— SUPPLIED PASSAGE —
◆ ◆ ◆ ◆ ◆ ◆ ◆
# Synopsis

With this notebook, we are getting to the practical side of statistics: inference.

The big realization to have at this point is that samples are stochastic objects themselves.  This fact takes away  our ability to achieve certainty about the processes under study.  

## Words to remember

**statistic**

**sampling distribution**

**point estimator**

**point estimate**


# Read libraries

In [None]:
%load_ext autoreload
%autoreload 2
%matplotlib inline

from colorama import Back, Fore, Style
from copy import copy, deepcopy
from pathlib import Path

In [None]:
import matplotlib.pyplot as plt
import numpy as np
import pandas as pd
import scipy.stats as stats

from matplotlib import gridspec
from random import sample, choice, choices

from module_libraries.my_stats import half_frame

my_fontsize = 15

# Statistical Inference

Consider a sample comprised of $N$ i.i.d. random variables $x_1, x_2, ..., x_N$.  (What does i.i.d. mean?)  

What is the expected value of $X$? that is, what is the mean of $X$?

What we are trying to do here is to **estimate** the value of a **function of** $X$.  When dealing with a stochastic process, we are mostly interested in such estimates.  

**THIS ESTIMATE IS ITSELF A RANDOM VARIABLE**.  

As such, it also has an expected value and a distribution. The distribution of a function calculated on the random variables comprising a sample is called a **sampling distribution**.

<br><br><br><br>

More generally, any function calculated from the random variables in a sample is called **a statistic**. The mean of a sample of random variables is a statistic.  The difference between the means of two samples of random variables is also a statistic.

Sampling distributions are important in statistics because they provide a major simplification *en route* to **statistical inference**. More specifically, they allow analytical considerations to be based on the probability distribution of a statistic, rather than on the joint probability distribution of all the individual sample values. 

<br><br><br><br>


For example, consider a normal population with mean $\mu$ and variance $\sigma^2$. Assume we repeatedly take samples of a given size from this population and calculate the arithmetic mean $\bar x$  for each sample $-$ **this statistic is called the sample mean**. 

The distribution of these means is called the **sampling distribution of the sample mean**. 

This distribution is a normal $N ( \mu , \sqrt{\sigma^2 ~/~ N} )$ since the underlying population is normal but sampling distributions are often close to normal even when the population distribution is not because of the **central limit theorem**.

The mean of a sample from a population having a normal distribution is an case where one can get analytical results.  For other statistics and other populations, the situation is more complicated, and we are often unable to obtain closed-form expressions. **In such cases the sampling distributions may be approximated through Monte-Carlo simulations, bootstrap methods, or asymptotic distribution theory**.
◆ ◆ ◆ ◆ ◆ ◆ ◆
— DATA SECTION —
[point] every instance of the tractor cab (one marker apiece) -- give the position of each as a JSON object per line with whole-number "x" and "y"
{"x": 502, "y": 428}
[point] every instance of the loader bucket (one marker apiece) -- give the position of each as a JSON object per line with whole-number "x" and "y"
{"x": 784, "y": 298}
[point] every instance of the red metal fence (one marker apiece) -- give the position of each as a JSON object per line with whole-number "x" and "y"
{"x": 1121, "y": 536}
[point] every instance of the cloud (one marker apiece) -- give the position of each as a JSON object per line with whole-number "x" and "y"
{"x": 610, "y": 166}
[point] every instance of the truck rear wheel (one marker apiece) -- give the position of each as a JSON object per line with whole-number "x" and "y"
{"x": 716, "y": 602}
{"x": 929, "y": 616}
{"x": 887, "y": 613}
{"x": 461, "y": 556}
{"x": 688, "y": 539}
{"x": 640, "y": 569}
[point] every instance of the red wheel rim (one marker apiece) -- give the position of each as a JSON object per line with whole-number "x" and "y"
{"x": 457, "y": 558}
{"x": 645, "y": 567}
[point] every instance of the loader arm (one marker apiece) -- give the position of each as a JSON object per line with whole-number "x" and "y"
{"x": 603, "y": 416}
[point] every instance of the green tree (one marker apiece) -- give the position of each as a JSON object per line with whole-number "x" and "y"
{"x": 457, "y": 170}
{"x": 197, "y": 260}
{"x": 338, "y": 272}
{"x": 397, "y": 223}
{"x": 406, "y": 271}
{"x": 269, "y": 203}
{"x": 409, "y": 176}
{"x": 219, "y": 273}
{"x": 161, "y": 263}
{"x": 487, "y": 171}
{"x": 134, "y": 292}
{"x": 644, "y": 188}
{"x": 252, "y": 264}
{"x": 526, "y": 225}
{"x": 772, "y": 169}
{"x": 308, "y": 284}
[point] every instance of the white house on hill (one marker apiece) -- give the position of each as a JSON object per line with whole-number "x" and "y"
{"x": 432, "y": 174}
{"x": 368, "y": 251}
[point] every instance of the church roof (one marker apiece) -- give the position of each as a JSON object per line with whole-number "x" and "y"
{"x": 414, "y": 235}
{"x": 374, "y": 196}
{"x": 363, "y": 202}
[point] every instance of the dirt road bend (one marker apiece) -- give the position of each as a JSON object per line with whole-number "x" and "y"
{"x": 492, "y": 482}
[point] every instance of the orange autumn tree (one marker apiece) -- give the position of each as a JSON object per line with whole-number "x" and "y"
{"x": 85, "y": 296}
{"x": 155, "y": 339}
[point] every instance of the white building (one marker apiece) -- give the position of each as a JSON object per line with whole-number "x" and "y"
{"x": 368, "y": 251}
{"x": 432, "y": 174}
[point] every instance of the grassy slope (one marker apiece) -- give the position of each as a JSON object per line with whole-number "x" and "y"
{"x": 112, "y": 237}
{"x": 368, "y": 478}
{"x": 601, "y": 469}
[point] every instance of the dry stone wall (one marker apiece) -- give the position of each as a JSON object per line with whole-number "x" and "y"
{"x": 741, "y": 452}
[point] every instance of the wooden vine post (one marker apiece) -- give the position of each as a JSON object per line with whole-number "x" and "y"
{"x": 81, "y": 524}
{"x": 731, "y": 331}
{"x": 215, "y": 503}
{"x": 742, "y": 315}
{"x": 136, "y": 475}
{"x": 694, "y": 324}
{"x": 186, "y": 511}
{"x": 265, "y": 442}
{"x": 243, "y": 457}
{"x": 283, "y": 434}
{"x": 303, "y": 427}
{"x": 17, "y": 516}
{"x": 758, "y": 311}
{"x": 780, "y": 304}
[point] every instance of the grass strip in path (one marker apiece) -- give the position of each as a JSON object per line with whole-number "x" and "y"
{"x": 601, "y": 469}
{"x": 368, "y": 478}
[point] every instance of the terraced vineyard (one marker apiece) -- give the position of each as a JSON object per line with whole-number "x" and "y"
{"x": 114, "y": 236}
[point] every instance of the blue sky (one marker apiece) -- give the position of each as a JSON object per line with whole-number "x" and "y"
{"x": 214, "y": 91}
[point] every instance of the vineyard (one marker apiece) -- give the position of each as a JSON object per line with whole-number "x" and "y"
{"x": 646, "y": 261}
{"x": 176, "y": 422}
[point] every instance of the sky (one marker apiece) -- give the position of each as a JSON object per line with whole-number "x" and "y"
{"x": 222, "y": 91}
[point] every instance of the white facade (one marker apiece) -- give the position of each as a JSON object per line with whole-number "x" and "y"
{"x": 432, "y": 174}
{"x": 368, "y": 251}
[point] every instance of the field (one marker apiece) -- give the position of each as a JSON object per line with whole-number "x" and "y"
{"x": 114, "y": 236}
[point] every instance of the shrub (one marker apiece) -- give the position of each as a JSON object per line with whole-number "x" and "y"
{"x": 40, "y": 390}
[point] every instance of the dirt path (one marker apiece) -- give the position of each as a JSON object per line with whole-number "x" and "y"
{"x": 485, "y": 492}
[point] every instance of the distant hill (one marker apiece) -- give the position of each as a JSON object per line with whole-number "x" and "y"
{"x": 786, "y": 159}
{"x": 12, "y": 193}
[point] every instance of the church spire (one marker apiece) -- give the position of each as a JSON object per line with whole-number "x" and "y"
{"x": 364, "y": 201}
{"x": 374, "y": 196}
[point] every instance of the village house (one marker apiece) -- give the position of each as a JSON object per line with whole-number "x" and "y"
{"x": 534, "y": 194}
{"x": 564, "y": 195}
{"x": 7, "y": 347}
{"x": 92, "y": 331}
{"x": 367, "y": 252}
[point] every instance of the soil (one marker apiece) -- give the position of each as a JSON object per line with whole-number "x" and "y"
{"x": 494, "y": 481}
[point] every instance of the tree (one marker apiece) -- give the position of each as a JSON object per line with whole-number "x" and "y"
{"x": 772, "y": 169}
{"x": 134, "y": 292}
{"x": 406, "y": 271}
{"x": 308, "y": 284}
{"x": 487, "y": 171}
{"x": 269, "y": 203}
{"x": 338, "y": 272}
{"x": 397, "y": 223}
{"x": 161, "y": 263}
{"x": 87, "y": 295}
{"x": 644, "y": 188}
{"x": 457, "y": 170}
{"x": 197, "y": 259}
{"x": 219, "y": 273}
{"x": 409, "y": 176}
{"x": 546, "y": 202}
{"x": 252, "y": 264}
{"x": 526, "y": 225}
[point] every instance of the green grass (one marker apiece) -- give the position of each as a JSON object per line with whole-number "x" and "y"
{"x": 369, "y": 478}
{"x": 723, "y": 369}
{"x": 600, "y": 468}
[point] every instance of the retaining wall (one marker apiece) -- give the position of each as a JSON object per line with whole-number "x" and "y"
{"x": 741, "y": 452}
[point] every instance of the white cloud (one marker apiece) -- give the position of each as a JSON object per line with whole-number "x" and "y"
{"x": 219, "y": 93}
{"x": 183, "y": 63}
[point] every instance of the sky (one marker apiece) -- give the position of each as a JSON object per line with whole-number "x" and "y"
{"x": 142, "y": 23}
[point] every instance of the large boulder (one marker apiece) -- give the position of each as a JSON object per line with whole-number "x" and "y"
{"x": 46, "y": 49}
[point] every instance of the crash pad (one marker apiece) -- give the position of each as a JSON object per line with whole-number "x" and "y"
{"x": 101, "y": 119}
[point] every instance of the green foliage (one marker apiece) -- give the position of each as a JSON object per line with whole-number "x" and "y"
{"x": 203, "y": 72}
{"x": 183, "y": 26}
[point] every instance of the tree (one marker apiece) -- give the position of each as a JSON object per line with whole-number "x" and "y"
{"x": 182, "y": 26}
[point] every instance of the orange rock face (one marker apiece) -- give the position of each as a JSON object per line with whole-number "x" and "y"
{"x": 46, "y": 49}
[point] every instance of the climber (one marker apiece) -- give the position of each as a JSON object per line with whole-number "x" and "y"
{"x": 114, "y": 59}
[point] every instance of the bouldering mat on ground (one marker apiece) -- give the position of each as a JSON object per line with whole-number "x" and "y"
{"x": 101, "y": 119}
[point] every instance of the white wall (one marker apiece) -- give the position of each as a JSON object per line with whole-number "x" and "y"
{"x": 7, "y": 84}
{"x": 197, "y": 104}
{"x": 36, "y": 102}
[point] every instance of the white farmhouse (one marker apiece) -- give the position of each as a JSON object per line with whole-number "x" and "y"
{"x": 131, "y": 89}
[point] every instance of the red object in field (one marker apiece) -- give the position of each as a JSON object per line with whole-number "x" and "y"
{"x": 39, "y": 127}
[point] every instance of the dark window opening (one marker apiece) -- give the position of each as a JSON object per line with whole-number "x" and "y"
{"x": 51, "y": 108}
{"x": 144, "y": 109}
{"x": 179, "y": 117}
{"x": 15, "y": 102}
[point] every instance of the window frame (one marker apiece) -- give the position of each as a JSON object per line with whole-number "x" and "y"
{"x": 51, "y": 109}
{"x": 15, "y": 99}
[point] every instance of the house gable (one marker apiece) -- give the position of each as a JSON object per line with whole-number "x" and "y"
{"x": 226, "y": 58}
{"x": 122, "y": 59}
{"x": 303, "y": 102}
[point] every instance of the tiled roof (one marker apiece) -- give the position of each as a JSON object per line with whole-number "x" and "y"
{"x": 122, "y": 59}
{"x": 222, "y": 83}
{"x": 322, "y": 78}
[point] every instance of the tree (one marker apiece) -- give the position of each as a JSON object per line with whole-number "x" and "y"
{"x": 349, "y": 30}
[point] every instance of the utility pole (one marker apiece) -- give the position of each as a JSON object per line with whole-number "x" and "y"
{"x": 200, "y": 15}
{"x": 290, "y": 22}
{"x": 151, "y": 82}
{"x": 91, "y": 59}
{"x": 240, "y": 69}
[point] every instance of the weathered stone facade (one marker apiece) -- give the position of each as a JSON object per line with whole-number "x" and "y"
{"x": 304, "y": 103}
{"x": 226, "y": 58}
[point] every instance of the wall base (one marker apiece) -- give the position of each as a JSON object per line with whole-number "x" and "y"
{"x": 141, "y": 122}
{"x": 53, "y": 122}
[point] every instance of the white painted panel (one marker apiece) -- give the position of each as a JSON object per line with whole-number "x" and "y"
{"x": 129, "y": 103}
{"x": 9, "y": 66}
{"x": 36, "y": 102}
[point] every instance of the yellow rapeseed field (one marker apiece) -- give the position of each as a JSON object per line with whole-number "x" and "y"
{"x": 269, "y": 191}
◆ ◆ ◆ ◆ ◆ ◆ ◆
— JOB 1 —
Update the statistical inference notes from "Consider a sample" through "A RANDOM VARIABLE**.", replacing "stochastic process" with "random process", and give that part again.
— JOB 2 —
Show every line of the records that contains the string "vineyard", matching case exactly.

— WORKED SOLUTION 1 —
Consider a sample comprised of $N$ i.i.d. random variables $x_1, x_2, ..., x_N$.  (What does i.i.d. mean?)  

What is the expected value of $X$? that is, what is the mean of $X$?

What we are trying to do here is to **estimate** the value of a **function of** $X$.  When dealing with a random process, we are mostly interested in such estimates.  

**THIS ESTIMATE IS ITSELF A RANDOM VARIABLE**.

— WORKED SOLUTION 2 —
[point] every instance of the terraced vineyard (one marker apiece) -- give the position of each as a JSON object per line with whole-number "x" and "y"
[point] every instance of the vineyard (one marker apiece) -- give the position of each as a JSON object per line with whole-number "x" and "y"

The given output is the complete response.